(Region pointing data)

▼

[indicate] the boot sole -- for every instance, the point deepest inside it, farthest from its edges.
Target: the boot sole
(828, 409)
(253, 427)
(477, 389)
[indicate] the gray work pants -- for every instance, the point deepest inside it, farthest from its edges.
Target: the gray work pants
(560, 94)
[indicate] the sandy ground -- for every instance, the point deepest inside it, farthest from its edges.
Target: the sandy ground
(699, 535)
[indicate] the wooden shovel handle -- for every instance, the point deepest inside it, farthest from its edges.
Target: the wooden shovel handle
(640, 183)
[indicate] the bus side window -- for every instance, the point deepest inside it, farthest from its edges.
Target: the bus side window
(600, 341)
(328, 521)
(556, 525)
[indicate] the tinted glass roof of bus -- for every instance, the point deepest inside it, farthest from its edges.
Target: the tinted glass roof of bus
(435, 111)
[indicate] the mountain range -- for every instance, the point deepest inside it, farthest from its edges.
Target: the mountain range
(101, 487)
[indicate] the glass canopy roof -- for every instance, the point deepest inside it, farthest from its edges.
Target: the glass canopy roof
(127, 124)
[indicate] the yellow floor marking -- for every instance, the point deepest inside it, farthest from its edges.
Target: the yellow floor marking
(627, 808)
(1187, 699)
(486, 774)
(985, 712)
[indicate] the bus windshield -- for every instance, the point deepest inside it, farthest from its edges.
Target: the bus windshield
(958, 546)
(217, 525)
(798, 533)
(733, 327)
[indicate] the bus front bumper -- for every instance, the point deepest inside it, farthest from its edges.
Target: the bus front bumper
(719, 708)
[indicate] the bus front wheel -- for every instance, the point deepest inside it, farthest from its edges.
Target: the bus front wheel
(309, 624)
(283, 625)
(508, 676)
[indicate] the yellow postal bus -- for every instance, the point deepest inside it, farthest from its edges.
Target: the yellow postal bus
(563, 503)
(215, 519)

▲

- **TASK ITEM**: The records above should be restated exactly, line for line.

- **FINISHED TASK**:
[indicate] the boot sole -- for every instance, the point deepest inside it, farthest from its edges.
Target: the boot sole
(828, 409)
(253, 427)
(477, 389)
[indicate] the gray work pants -- for every instance, the point deepest inside it, farthest from its edges.
Target: the gray work pants
(560, 94)
[indicate] the sandy ground -- for every instance, the point deepest inside it, farthest from its edges.
Target: the sandy ground
(699, 535)
[indicate] the wooden shovel handle -- for every instance, the point deepest inside it, farthest from its edges.
Target: the wooden shovel handle
(640, 183)
[indicate] the bus side window -- for every instance, the point deepest inside it, farthest from its edges.
Target: the bus side window
(600, 341)
(328, 521)
(556, 525)
[indicate] the tinted glass roof of bus -- for every instance, the point deepest inside it, farthest from its edges.
Target: the tinted glass roof of bus
(435, 111)
[indicate] the mountain range -- for every instance, the point deepest inside it, farthest from its edges.
Target: the mountain range
(101, 487)
[indicate] the glass canopy roof -- for every instance, the point deepest inside it, farthest from its edges.
Target: the glass canopy roof
(127, 124)
[indicate] the yellow floor marking -- for every instance, the point deepest inside it, farthest from its edges.
Target: the yellow floor marking
(627, 808)
(1187, 699)
(486, 774)
(985, 712)
[indicate] the bus windshield -- for every instance, the point deepest inside it, farthest from its edges.
Target: the bus windshield
(958, 546)
(217, 525)
(798, 533)
(733, 327)
[indicate] the bus front bumper -- for every instance, the point deepest inside it, farthest from its edges.
Target: the bus front bumper
(719, 708)
[indicate] the bus front wheel -- for every instance, the point deepest inside it, farthest from its edges.
Target: the bus front wheel
(309, 624)
(283, 625)
(508, 676)
[indicate] the yellow postal bus -- for every instance, the point deepest inside it, farthest from its edges.
Target: the yellow postal bus
(563, 503)
(215, 519)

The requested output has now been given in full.